[EXTRACTED TEXT]
***
NFL Combine Preview; MLBPA Has Lost The Plot; Spring Training Moments; NBA & NCAAB Latest

The NFL Combine is here, Spring Training is already producing must-see moments, the MLBPA has lost the plot, and college basketball just gave us its best game of the season. If you thought February was a slow month in sports, this weekend came with receipts to change your mind.

TRENDING FAN CONVERSATIONS FROM THE WEEKEND IN SPORTS

FEBRUARY 20 - 22 2026

TOP 3 WEEKEND MOMENTS - NEW TO THE NEWSLETTER!

Jack Hughes’ OT Goal Heard Round the World — For the first time since 1980, 46 years to the day of the Miracle on Ice, USA Hockey wins gold over Canada 2-1 in overtime at the Olympics. Jack Hughes slides it through Binnington's five-hole 1:41 into OT and tops off the moment with a chipped tooth picture that will go down in the sports Hall of Fame. USA! USA! USA!

Jalen Green Goes 5-for-25 and Still Wins the Game in 2OT — Green was having an absolute nightmare of a shooting night (1-for-10 from three) but turned out 1.1 seconds was enough time for him to do more damage at the very end than throughout the entire game, draining a fadeaway three at the buzzer in double overtime to beat the Orlando Magic 113-110.

Cam Schuelke Just Made Grown Men Flinch at 87 MPH and We Have Questions — A 19th-round pick out is out here making professional hitters look like they've never seen a baseball before. As if hitting baseballs wasn’t hard enough, Cam Schuelke throws sidearm, then overhand, seemingly choosing at random what arm slot comes when. Batters’ timing is rightfully all over the place against him already this Spring!

TOP STORY

NFL Combine Kicks Off: 8 Non-First Round Prospects To Watch At This Year’s Event

QB — Cole Payton, North Dakota State: The most decorated FCS quarterback since Trey Lance, and just now are people starting to catch on. In 2025, he completed 72% of his throws, ran for 777 yards and 13 scores, and torched all competition with the highest single-season big-time throw rate from a clean pocket (11.80%) and when blitzed (13.3%) in over 10 years. For context, fellow NDSU alum and 2nd overall draft pick Carson Wentz had a 7.1% big-time throw rate from a clean pocket and a 2.6% when blitzed. There’s a growing audience who believe he might not just go day 2, but round 2. Payton's 95.8 PFF grade in 2025 tied Mac Jones for the highest in a season among FBS and FCS quarterbacks since PFF started tracking in 2014. Should he move around well and his arm talent shows up throughout drills, don’t be surprised if the 6’3 talent ends up the second quarterback off the board.
***
[WRITTEN PROBLEM 1]
In the weekend sports newsletter, what was Cole Payton's 2025 PFF grade, and whose record did it tie?
[WRITTEN PROBLEM 2]
Pick up the weekend sports newsletter after its final sentence and continue it.

Entries from a pointing dataset:
***
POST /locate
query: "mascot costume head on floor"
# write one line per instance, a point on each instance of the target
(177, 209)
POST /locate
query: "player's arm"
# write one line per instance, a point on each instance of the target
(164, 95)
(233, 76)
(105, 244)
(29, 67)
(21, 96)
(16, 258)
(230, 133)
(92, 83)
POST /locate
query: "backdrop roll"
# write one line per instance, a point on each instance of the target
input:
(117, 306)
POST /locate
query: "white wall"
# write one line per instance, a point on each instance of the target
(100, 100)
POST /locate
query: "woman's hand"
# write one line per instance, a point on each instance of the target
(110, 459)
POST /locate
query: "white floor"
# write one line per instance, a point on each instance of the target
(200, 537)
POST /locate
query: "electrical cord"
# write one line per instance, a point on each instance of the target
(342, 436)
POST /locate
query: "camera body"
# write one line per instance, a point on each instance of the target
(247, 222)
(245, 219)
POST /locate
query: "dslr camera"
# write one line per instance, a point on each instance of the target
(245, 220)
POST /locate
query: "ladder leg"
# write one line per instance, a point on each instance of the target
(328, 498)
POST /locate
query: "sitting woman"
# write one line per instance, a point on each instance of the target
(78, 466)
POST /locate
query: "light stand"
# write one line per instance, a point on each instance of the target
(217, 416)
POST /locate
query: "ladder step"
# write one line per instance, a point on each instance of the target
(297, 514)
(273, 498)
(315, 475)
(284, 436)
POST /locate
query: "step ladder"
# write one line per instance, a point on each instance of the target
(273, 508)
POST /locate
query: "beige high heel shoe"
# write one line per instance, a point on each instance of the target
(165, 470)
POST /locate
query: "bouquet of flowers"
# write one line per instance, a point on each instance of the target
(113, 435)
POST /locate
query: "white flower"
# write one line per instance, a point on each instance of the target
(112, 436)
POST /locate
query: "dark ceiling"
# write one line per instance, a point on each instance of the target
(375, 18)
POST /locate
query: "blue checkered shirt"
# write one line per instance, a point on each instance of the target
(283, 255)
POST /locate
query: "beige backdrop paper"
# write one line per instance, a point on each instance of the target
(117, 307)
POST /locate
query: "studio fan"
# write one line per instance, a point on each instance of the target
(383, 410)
***
[FINAL ANSWER 1]
His 95.8 grade tied Mac Jones for the highest in a season among FBS and FCS quarterbacks since PFF began tracking in 2014.

[FINAL ANSWER 2]
Honest question: who is the first player you think of when watching this clip?

RB — Nick Singleton, Penn State: Once upon a time, Nick Singleton oozed first-round potential. But Singleton's senior year at Penn State was statistically underwhelming despite still having the same raw physical tools. At 224 pounds with elite burst, he's a legitimate receiver out of the backfield and a battering ram between the tackles. Singleton flashed throughout the season and at the Senior Bowl in pass pro reps, and stands to benefit as much as anyone from a great combine. A 4.4 in the 40 could push his stock up a handful of picks, even if the recent tape suggests he tends not to create big runs himself (very Isiah Pacheco in that regard).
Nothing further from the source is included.